Source.
= = = = = = =
First, for instance, many linguists (myself among them) believe that cognitive language processing happens probabilistically, and most machine learning techniques are also based on probabilistic assumptions. But how comparable are the two sorts of processing? I think that we will be asking ourselves this more as work on deep learning with language progresses. Can we create machines that actually have the same intuitions about language that we do? Should we? If we make machines that can generate language that, to us, sounds just like language produced by another human, can the way these machines conceptualise and use language tell us anything about the way that we do?

Making machines that use language in a way that reflects human intuition means that we need to understand human intuition in the first place, which is where our work as linguists enters the bigger picture. Discovering and understanding systematic behaviour of phenomena that look arbitrary or unpredictable at first glance is naturally valuable for the science of linguistics as a whole, but I find it so exciting that there are also applications outside of our immediate field. Some of my research aims to discover this kind of underlying systematicity. For example, together with Roland Schäfer at the Freie Universität Berlin, I showed that conceptual plurality in a German compound word makes the appearance of a linking element with the same form as the plural suffix of the first noun more likely (e.g. Bild ‘picture’ in Bildersammlung ‘picture collection’ is conceptually plural – you can’t have a collection with only one picture – while Bild in Bildrahmen ‘picture frame’ is not, and the pluralic linking element -er- is more probable in the first type of compound than the second). This finding indicates that German linking elements do contribute something to the semantics of compounds, which has been a point of disagreement among morphologists of German. This work has been published in Morphology as Schäfer & Pankratz (2018), a paper I’m incredibly proud of. We combined the automatic processing of large amounts of data with linguistic theory-building supporting a probabilistic approach, moving linguistic methodology forward. Another current project of mine investigates the conditions under which anaphoric reference to non-head constituents of compound words in English and German can succeed (like in the sentence “It’s deodorant season, wear it!”).
= = = = = = =
(Extracts from a box-labeled dataset)
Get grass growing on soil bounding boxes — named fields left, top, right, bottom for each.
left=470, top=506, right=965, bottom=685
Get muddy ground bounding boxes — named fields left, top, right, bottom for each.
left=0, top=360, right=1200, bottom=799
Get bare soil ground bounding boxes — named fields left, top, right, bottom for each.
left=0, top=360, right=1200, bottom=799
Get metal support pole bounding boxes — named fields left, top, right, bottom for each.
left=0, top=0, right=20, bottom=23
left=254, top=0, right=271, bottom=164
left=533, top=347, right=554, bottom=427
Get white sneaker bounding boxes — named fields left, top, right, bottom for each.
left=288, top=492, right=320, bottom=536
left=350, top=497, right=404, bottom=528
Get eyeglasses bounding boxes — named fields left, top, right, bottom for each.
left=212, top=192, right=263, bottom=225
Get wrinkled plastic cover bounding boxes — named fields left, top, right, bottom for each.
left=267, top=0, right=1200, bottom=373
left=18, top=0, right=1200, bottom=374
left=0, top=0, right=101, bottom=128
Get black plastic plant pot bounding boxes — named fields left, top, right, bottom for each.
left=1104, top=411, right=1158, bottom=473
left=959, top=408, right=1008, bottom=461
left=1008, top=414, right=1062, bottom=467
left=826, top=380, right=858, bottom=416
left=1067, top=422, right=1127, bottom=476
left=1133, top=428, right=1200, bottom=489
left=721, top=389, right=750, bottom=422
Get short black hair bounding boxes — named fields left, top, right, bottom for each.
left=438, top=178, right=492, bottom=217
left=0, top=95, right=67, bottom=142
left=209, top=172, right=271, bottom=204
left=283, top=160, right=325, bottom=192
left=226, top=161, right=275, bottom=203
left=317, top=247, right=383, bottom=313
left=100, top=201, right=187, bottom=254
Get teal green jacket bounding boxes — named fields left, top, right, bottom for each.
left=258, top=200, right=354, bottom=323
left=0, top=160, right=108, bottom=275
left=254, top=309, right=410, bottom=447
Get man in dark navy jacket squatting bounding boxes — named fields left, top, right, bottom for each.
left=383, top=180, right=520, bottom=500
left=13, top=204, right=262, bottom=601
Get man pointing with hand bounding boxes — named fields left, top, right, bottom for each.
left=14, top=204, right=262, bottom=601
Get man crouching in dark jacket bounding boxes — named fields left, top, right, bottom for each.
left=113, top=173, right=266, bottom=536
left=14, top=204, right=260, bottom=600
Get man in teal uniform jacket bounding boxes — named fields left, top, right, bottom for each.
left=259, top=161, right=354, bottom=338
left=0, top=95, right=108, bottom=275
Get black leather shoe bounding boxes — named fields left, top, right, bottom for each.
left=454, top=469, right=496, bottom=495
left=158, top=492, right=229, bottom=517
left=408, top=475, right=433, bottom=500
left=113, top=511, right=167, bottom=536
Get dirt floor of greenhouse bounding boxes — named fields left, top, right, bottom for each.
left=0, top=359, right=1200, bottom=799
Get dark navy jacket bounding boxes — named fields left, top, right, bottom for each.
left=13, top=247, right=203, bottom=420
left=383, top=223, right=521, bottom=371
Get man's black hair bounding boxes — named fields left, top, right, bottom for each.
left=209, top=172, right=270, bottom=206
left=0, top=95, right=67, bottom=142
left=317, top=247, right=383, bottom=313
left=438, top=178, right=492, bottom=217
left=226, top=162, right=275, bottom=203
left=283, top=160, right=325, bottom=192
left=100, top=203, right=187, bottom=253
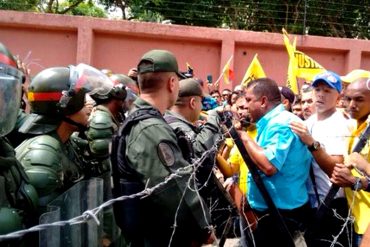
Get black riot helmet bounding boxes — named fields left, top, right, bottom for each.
left=89, top=73, right=127, bottom=104
left=0, top=43, right=24, bottom=136
left=20, top=64, right=113, bottom=134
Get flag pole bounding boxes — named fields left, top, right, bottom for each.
left=214, top=55, right=233, bottom=87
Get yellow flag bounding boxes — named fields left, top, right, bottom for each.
left=283, top=28, right=298, bottom=94
left=294, top=50, right=326, bottom=81
left=215, top=56, right=234, bottom=86
left=240, top=54, right=266, bottom=86
left=340, top=69, right=370, bottom=83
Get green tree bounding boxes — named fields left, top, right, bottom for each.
left=0, top=0, right=107, bottom=17
left=0, top=0, right=39, bottom=11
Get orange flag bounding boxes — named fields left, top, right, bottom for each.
left=215, top=56, right=234, bottom=86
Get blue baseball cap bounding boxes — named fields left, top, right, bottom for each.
left=312, top=71, right=342, bottom=93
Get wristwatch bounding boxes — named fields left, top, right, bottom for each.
left=351, top=177, right=362, bottom=191
left=308, top=141, right=321, bottom=152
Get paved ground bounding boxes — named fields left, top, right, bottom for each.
left=203, top=238, right=241, bottom=247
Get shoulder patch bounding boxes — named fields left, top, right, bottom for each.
left=157, top=142, right=175, bottom=166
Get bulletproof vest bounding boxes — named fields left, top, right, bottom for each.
left=164, top=115, right=197, bottom=163
left=111, top=108, right=163, bottom=239
left=164, top=115, right=237, bottom=238
left=0, top=137, right=38, bottom=229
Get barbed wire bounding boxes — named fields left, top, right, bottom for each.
= = = = = = =
Pick up the passage on linguistics and machine learning above where it ends, with the sentence about anaphoric reference to non-head constituents of compound words.

These are tricky and very specific phenomena, like much of what linguists deal with. However, machine models will only be able to generate, say, fully natural-sounding compounds in German or correctly resolve non-standard anaphoric reference if they can deal with these borderline cases. This is why our research into the fine details of language is incredibly important, not just for our field but for all fields that build on the study of language. The modern tech world doesn’t just need software developers and engineers, it also needs linguists.

I’ll just briefly touch on the second point about tech in language revitalisation, since it was also recently discussed on this blog by Nils Hjortnaes. Developing an understanding of these tricky phenomena in large, well-researched languages opens methodological doors to pursuing them in smaller, lower-resource languages, where the importance of high-quality language resources for teaching and learning is even greater, especially if the language in question is endangered. Again, we can extend our gaze outside of the doors of our field and use our knowledge about language to fulfill social responsibilities, too.

I look forward to being part of this really exciting field for hopefully many years to come, and I’m grateful for this opportunity to share my thoughts here with you!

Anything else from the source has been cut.